** Aim of the exercise **
Every line of the material that follows must be printed again exactly.

** Data for this exercise **
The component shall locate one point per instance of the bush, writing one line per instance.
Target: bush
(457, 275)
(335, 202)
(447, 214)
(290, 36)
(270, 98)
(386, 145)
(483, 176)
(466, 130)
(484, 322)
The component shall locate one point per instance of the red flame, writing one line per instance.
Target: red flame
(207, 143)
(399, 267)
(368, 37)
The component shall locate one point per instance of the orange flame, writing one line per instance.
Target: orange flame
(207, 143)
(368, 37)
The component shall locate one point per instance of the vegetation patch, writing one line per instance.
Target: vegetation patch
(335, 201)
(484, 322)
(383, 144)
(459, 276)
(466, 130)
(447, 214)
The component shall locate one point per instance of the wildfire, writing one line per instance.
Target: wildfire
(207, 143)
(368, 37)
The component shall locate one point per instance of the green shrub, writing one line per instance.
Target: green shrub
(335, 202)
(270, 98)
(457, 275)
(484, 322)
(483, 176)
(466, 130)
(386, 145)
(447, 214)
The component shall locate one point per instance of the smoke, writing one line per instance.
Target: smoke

** Response for this exercise **
The component shall locate one point per instance of the bush, writing one line per instance.
Target: bush
(457, 275)
(335, 202)
(447, 214)
(290, 36)
(270, 98)
(386, 145)
(483, 176)
(466, 130)
(484, 322)
The component shall locate one point per instance of the red flame, writing one line per instance.
Target: red flame
(207, 143)
(399, 267)
(368, 37)
The component shall locate one point per instance of the orange flame, writing one line per instance.
Target: orange flame
(207, 143)
(368, 37)
The component shall locate one point per instance of the vegetation patch, writing one line per instance.
Target: vegetation patch
(335, 201)
(484, 322)
(383, 144)
(459, 276)
(466, 130)
(447, 214)
The component shall locate one point per instance of the wildfire, writing one line per instance.
Target: wildfire
(207, 143)
(368, 37)
The component shall locate one point per instance of the green shrub, writing one line per instance.
Target: green shrub
(335, 202)
(270, 98)
(457, 275)
(484, 322)
(483, 176)
(466, 130)
(386, 145)
(447, 214)
The component shall locate one point per instance of the smoke, writing one line per instance.
Target: smoke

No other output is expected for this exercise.